[Saved data]
════════

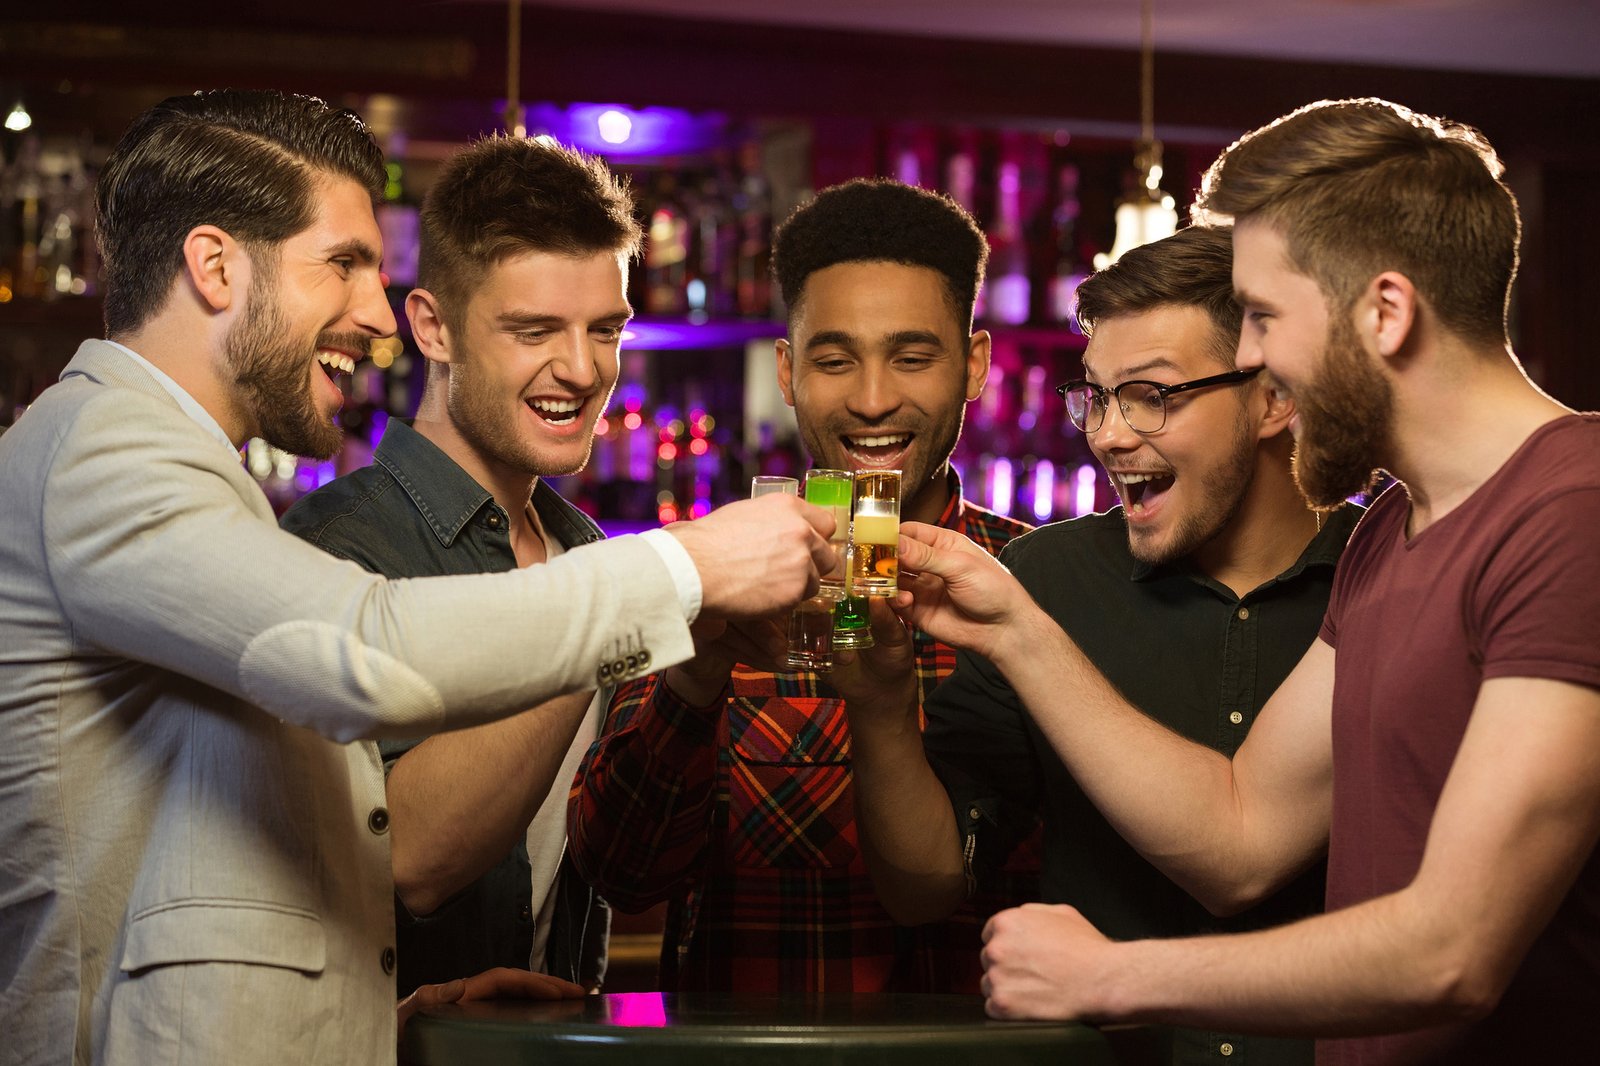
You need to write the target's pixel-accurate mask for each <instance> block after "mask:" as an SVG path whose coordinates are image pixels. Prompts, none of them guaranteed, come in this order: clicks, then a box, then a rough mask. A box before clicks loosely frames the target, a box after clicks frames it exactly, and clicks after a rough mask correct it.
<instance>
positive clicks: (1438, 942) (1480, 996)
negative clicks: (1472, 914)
mask: <svg viewBox="0 0 1600 1066" xmlns="http://www.w3.org/2000/svg"><path fill="white" fill-rule="evenodd" d="M1474 940H1475V938H1474V930H1472V928H1469V927H1467V925H1466V924H1462V922H1461V917H1459V916H1456V914H1451V912H1450V911H1448V909H1446V908H1440V906H1437V901H1435V904H1434V906H1422V901H1421V900H1419V898H1418V895H1416V893H1414V892H1411V890H1406V892H1400V893H1395V895H1390V896H1381V898H1378V900H1373V901H1370V903H1365V904H1360V906H1355V908H1349V909H1344V911H1336V912H1333V914H1326V916H1318V917H1312V919H1306V920H1302V922H1296V924H1293V925H1286V927H1280V928H1274V930H1266V932H1259V933H1246V935H1238V936H1203V938H1194V940H1147V941H1131V943H1122V944H1110V946H1109V948H1107V954H1106V959H1104V964H1102V965H1101V967H1094V968H1093V970H1091V972H1090V973H1086V975H1085V978H1083V989H1085V991H1086V992H1088V997H1090V1000H1088V1002H1085V1005H1083V1010H1082V1015H1083V1016H1086V1018H1093V1020H1099V1021H1112V1020H1117V1021H1162V1023H1170V1024H1186V1026H1203V1028H1216V1029H1240V1031H1246V1032H1262V1034H1277V1036H1325V1037H1334V1036H1363V1034H1378V1032H1398V1031H1405V1029H1416V1028H1424V1026H1432V1024H1442V1023H1448V1021H1459V1020H1470V1018H1477V1016H1482V1015H1483V1013H1486V1012H1488V1010H1490V1008H1493V1005H1494V1002H1496V999H1498V996H1499V991H1501V988H1502V984H1504V980H1506V976H1509V973H1498V972H1496V970H1494V967H1493V965H1491V960H1490V959H1488V957H1486V952H1482V951H1477V946H1475V943H1474Z"/></svg>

════════

• _PROBLEM DETAILS_
Rewrite the listing with "clicks" renamed to "points" everywhere it occurs, keeping every other part the same and leaving out the pictures.

• _SOLUTION FOR THIS TASK_
You need to write the target's pixel-accurate mask for each <instance> block after "mask:" as an SVG path whose coordinates are image pixels. Prompts, none of them guaranteed, come in this order: points, then a box, then a rough mask. A box before points loosely frames the target, a box after points frames it exactly, and points after a rough mask correct it.
<instance>
positive points: (1438, 942) (1480, 996)
negative points: (1472, 914)
mask: <svg viewBox="0 0 1600 1066" xmlns="http://www.w3.org/2000/svg"><path fill="white" fill-rule="evenodd" d="M1474 940H1475V938H1474V930H1472V928H1469V927H1467V925H1466V924H1462V922H1461V917H1459V916H1456V914H1451V912H1450V911H1448V909H1446V908H1440V906H1437V901H1435V904H1434V906H1422V901H1421V900H1419V898H1418V895H1416V893H1414V892H1411V890H1406V892H1400V893H1395V895H1390V896H1381V898H1378V900H1373V901H1370V903H1365V904H1360V906H1355V908H1349V909H1344V911H1336V912H1333V914H1326V916H1318V917H1312V919H1306V920H1302V922H1296V924H1293V925H1286V927H1280V928H1274V930H1266V932H1259V933H1246V935H1238V936H1203V938H1194V940H1147V941H1131V943H1122V944H1110V946H1109V948H1107V954H1106V959H1104V964H1102V965H1101V967H1094V968H1093V970H1091V972H1090V973H1086V975H1085V978H1083V989H1085V991H1086V992H1088V997H1090V1000H1088V1002H1085V1005H1083V1010H1082V1015H1083V1016H1086V1018H1093V1020H1099V1021H1112V1020H1117V1021H1162V1023H1170V1024H1186V1026H1203V1028H1216V1029H1240V1031H1246V1032H1262V1034H1277V1036H1325V1037H1334V1036H1363V1034H1378V1032H1398V1031H1405V1029H1416V1028H1424V1026H1432V1024H1442V1023H1448V1021H1459V1020H1470V1018H1477V1016H1482V1015H1483V1013H1486V1012H1488V1010H1490V1008H1493V1005H1494V1002H1496V999H1498V996H1499V991H1501V988H1502V984H1504V980H1506V976H1509V973H1498V972H1496V970H1494V967H1493V965H1491V960H1490V959H1488V957H1486V952H1482V951H1477V946H1475V943H1474Z"/></svg>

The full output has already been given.